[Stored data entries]
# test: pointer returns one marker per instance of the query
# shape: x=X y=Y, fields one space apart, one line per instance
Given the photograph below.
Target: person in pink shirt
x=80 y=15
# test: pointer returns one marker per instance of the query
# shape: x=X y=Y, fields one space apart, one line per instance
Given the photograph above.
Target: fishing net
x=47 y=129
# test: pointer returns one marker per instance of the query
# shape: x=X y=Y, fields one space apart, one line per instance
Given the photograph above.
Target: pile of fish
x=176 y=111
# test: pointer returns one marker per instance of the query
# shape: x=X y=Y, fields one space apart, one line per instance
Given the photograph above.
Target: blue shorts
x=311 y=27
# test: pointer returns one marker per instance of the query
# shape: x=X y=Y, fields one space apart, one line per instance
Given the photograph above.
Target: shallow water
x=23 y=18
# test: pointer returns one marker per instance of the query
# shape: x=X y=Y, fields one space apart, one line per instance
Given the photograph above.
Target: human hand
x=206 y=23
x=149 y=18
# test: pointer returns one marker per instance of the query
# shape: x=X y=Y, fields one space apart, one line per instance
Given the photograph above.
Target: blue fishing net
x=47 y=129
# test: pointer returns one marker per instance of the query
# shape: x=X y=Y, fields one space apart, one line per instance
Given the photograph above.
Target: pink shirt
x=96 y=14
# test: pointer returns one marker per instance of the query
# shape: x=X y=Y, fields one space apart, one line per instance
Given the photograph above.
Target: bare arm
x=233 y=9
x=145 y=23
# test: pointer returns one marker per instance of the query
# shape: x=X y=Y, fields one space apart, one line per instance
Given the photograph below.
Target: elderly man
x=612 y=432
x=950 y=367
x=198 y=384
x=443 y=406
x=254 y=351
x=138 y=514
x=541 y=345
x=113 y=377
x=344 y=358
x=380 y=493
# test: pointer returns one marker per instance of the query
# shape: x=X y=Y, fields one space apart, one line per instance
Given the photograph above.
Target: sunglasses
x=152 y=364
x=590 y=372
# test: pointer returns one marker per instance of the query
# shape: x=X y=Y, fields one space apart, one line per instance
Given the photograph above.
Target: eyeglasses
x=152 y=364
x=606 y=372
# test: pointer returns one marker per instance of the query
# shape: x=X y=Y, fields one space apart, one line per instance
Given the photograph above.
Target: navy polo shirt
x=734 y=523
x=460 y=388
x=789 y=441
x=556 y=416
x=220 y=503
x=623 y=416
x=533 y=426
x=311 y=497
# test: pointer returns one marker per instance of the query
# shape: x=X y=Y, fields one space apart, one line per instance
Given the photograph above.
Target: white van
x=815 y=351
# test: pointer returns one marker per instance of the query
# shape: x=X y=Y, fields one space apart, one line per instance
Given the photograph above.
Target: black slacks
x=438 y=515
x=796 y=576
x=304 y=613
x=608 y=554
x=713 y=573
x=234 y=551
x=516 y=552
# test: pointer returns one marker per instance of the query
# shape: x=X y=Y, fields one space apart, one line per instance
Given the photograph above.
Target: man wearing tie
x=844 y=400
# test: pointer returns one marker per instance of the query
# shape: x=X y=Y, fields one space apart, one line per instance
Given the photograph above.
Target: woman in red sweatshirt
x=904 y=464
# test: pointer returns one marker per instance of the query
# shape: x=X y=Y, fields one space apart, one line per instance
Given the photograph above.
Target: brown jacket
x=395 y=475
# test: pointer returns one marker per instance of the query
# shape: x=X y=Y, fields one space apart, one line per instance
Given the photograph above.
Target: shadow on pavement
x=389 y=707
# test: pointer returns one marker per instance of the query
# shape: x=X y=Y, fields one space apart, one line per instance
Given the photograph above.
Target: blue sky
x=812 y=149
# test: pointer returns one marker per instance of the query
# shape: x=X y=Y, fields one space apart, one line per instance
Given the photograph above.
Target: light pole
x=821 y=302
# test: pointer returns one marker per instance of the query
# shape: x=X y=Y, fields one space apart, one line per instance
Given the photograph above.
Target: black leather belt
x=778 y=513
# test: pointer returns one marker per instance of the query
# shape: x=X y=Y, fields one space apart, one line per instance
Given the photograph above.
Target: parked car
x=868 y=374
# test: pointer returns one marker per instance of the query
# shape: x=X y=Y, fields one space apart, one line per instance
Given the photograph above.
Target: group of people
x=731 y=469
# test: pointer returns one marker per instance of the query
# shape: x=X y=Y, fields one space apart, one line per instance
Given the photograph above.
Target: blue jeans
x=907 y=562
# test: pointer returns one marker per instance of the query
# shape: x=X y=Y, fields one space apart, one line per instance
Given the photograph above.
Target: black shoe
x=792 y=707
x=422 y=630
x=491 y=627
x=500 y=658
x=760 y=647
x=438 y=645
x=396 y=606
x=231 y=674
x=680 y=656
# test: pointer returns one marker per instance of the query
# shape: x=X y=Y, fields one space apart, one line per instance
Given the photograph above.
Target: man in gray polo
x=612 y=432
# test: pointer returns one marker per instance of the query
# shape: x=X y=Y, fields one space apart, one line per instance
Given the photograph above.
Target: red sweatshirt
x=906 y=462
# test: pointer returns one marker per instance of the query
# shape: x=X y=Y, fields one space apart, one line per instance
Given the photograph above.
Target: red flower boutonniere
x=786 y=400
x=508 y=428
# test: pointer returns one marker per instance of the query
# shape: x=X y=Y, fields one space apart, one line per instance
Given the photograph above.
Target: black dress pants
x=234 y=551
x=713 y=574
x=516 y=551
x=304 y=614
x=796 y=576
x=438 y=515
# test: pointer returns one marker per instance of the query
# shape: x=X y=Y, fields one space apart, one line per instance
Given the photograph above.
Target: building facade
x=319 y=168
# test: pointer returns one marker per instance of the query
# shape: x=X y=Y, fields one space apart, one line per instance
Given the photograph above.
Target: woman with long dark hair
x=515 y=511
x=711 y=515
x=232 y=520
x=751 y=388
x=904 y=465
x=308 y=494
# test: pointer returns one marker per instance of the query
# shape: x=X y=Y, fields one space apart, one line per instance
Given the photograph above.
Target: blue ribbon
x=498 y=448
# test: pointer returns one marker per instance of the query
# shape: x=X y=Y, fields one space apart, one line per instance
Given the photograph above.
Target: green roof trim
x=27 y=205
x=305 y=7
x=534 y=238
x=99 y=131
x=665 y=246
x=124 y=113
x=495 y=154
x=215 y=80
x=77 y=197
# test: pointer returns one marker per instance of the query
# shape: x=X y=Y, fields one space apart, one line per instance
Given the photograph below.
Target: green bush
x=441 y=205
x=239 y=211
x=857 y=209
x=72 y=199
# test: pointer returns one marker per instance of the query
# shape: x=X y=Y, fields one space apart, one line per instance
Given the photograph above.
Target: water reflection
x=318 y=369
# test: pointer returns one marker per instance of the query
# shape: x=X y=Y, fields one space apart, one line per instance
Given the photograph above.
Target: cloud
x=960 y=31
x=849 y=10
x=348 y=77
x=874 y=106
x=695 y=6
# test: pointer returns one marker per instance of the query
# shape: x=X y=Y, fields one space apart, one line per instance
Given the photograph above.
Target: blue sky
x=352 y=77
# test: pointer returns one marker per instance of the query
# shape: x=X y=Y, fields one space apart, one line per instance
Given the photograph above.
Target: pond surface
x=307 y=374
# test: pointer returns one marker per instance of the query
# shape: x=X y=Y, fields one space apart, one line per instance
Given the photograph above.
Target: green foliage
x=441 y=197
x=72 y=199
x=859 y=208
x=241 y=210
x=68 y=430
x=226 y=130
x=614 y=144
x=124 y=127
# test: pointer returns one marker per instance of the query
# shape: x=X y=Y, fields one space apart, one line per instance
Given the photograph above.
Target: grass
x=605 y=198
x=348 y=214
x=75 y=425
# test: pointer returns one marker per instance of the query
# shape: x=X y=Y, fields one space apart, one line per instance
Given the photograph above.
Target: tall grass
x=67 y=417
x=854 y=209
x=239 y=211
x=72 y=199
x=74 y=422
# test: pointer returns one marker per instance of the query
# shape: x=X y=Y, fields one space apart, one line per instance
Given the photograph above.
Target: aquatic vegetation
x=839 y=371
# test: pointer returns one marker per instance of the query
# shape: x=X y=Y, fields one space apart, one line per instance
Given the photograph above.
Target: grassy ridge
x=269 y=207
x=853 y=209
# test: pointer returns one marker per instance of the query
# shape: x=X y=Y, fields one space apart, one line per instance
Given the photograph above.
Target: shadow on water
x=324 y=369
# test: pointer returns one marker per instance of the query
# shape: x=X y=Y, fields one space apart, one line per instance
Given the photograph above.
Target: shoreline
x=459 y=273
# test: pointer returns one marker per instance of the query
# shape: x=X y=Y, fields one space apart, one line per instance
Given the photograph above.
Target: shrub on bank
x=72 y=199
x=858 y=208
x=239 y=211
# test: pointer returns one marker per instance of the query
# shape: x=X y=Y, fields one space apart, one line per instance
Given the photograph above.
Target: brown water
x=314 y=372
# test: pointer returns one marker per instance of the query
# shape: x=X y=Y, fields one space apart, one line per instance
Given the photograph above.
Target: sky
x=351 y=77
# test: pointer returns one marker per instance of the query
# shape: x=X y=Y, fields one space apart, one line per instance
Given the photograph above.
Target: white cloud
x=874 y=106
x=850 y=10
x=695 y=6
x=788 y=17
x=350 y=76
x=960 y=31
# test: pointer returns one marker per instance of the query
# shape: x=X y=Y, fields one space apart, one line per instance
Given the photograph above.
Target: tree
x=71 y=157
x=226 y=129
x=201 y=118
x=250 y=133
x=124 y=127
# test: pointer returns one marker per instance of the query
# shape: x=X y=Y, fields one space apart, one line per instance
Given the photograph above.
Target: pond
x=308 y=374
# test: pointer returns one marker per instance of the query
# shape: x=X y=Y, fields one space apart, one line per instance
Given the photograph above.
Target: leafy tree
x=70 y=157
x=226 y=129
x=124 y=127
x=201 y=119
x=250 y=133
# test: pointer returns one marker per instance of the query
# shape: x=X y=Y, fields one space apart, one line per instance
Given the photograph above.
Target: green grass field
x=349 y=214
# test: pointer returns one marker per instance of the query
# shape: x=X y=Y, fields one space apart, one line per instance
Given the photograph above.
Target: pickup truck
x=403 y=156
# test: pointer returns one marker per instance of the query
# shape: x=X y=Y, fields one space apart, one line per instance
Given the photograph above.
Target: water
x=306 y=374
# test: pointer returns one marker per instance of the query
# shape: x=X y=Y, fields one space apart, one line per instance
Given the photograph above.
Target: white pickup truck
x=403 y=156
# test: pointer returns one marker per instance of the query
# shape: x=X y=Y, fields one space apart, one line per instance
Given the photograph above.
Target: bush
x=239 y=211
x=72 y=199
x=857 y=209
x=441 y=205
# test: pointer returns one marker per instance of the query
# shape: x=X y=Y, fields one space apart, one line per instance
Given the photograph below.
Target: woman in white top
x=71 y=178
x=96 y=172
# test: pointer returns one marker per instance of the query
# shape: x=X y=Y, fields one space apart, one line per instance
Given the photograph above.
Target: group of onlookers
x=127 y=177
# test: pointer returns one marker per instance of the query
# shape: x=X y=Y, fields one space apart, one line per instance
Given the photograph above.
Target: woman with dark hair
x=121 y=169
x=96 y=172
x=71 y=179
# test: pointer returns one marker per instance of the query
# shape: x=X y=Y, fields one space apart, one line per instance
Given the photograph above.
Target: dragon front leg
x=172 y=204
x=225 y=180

Exercise instructions
Each line from the one that contains "Target: white pickup truck" to the end of the data should be set down exactly, both ends included.

Answer to the problem
Target: white pickup truck
x=403 y=156
# test: pointer returns one marker per instance of the query
# shape: x=X y=Y, fields one space apart, one line per instance
Given the photograph above.
Target: bush
x=239 y=211
x=72 y=199
x=857 y=209
x=441 y=205
# test: pointer returns one marker per instance of the query
# shape: x=X y=Y, fields one space apart, one line per instance
Given the photograph below.
Target: woman in white top
x=71 y=178
x=96 y=172
# test: pointer returns one marker per instance of the query
# shape: x=X y=Y, fields one space apart, one line per instance
Given the photograph above.
Target: group of onlookers
x=127 y=177
# test: pointer returns one marker per instance of the query
# shape: x=X y=Y, fields one space apart, one line per instance
Given the photograph above.
Target: woman with dark hair
x=121 y=169
x=96 y=172
x=71 y=179
# test: pointer returns one marker per instance of the query
# shape: x=X y=Y, fields one space apart, one line per instance
Given the photograph above.
Target: dragon front leg
x=172 y=204
x=225 y=180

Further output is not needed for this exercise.